Texte à analyser =>

------------

De Bukavu jusqu’aux rives du fleuve Congo : la traversée d’un voyageur solitaire à la recherche de témoignages sur la fuite en avant des réfugiés Bahutu lors de la première guerre du Congo de 1996 à 1997

Jaloux de son indépendance, refusant toute aide logistique ou politique, Patrick de Saint Exupéry,(1) grand reporter, créateur de la revue XXI et témoin du génocide commis au Rwanda en 1994 s’est lancé en 2020 dans une aventure solitaire. Il a refait le parcours qui, voici deux décennies, fut celui des réfugiés Bahutu refusant de rentrer dans leur pays et fuyant à travers la forêt congolaise. Rappelons que, arrivés au Kivu après la défaite de leur armée et à la fin du génocide durant l’été 1994, un million et demi de réfugiés Bahutu s’étaient établis dans d’immenses camps soutenus par l’aide internationale.
Ces camps furent disloqués deux ans plus tard par une offensive conjointe, menée par les armées du Rwanda et de l’Ouganda qui avaient mis en avant un opposant congolais Laurent Désiré Kabila désireux, lui, de chasser Mobutu. Alors que plus d’un million de réfugiés rentraient au Rwanda, deux cent mille d’entre eux furent « portés disparus ». Furent ils massacrés systématiquement par leurs poursuivants, ce qui fut à l’origine de l’accusation de « deuxième génocide » ou se lancèrent ils dans une fuite éperdue en direction du Congo Brazzaville, ou bien tentèrent ils de s’installer, de gré ou de force dans leur pays d’accueil ? Patrick de Saint Exupéry a tenté d’y voir plus clair, de la manière la plus évidente qui soit pour un reporter : se rendre sur le terrain, interroger les derniers témoins, retrouver les étapes de la douloureuse traversée de ce pays-continent.

------------

Items répertoriés dans un jeu de données:
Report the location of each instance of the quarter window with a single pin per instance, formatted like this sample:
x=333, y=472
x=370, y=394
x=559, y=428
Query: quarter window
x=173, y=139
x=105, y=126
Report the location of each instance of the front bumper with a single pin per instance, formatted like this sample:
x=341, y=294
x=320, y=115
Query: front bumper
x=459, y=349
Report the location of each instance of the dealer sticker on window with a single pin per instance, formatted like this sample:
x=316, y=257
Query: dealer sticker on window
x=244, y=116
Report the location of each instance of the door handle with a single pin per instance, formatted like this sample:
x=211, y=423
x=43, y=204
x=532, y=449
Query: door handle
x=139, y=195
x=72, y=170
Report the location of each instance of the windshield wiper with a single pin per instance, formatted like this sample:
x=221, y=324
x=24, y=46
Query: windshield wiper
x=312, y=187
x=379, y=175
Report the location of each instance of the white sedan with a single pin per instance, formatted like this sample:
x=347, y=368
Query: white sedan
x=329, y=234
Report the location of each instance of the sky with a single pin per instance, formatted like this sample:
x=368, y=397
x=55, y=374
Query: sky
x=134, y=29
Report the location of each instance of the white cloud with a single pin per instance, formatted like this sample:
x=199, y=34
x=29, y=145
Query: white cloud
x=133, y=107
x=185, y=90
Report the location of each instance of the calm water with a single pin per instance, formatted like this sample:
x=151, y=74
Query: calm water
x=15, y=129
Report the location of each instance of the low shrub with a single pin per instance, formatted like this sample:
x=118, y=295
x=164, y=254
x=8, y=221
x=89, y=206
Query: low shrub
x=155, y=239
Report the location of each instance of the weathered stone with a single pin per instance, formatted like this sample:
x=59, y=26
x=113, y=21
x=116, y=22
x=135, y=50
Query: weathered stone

------------

Exercice => Reproduisez à l'identique le passage du texte sur la fuite des réfugiés Bahutu qui s'ouvre sur les mots contenant "Jaloux de son" et se clôt sur "par l’aide internationale.".

Sortie ci-dessous =>
Jaloux de son indépendance, refusant toute aide logistique ou politique, Patrick de Saint Exupéry,(1) grand reporter, créateur de la revue XXI et témoin du génocide commis au Rwanda en 1994 s’est lancé en 2020 dans une aventure solitaire. Il a refait le parcours qui, voici deux décennies, fut celui des réfugiés Bahutu refusant de rentrer dans leur pays et fuyant à travers la forêt congolaise. Rappelons que, arrivés au Kivu après la défaite de leur armée et à la fin du génocide durant l’été 1994, un million et demi de réfugiés Bahutu s’étaient établis dans d’immenses camps soutenus par l’aide internationale.